■ ВЫПОЛНИТЕ ЗАДАНИЕ ■
Ответьте, пожалуйста, на вопросы по отрывку ниже:
(a) Каким двум хозяевам, согласно отрывку, нельзя служить сразу?
(b) Кому, по словам отрывка, должны возвращаться деньги?
(c) Что произойдёт, если не уладить спор с противником по дороге в суд?

■ ОТРЫВОК ■
◆ ◆ ◆ ◆ ◆
И на этот раз Иисусу удается без обиняков высказать свое мнение и не попасться в ловушку. Нельзя служить двум хозяевам сразу… и Богу и маммоне. Деньги исходят от Цезаря и, следовательно, ему же должны возвращаться. Эти слова Иисуса отнюдь не выражают верноподданнической позиции по отношению к римской власти; они одновременно свидетельствуют о том, что Иисус не был сторонником антиримского сопротивления. Да это было и невозможно, поскольку противоречило его моральному учению. Общественная ситуация была ему достаточно хорошо известна; но суть — не в ней. Ведь если ты вовлечен в их игру, то поневоле будешь играть по их правилам. Спор с противником улаживай поскорей, ещё по дороге в суд\ иначе он передаст тебя судье, а судья — исполнителю, и тебя бросят в тюрьму. Истинно говорю тебе: не выйдешь оттуда, пока не вернёшь всё до последнего квадранта (Мф 5:25–26).
◆ ◆ ◆ ◆ ◆
■ ЗАПИСИ ЛИСТИНГА ■
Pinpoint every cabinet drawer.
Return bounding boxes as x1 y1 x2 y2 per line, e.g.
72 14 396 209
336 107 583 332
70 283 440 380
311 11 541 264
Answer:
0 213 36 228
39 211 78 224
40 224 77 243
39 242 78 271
◆ ◆ ◆ ◆ ◆
■ ОТВЕТ К ЗАДАНИЮ ■
(a) Богу и маммоне.
(b) Цезарю, поскольку от него они и исходят.
(c) Противник передаст тебя судье, судья — исполнителю, и тебя бросят в тюрьму, откуда не выйдешь, пока не вернёшь всё до последнего квадранта.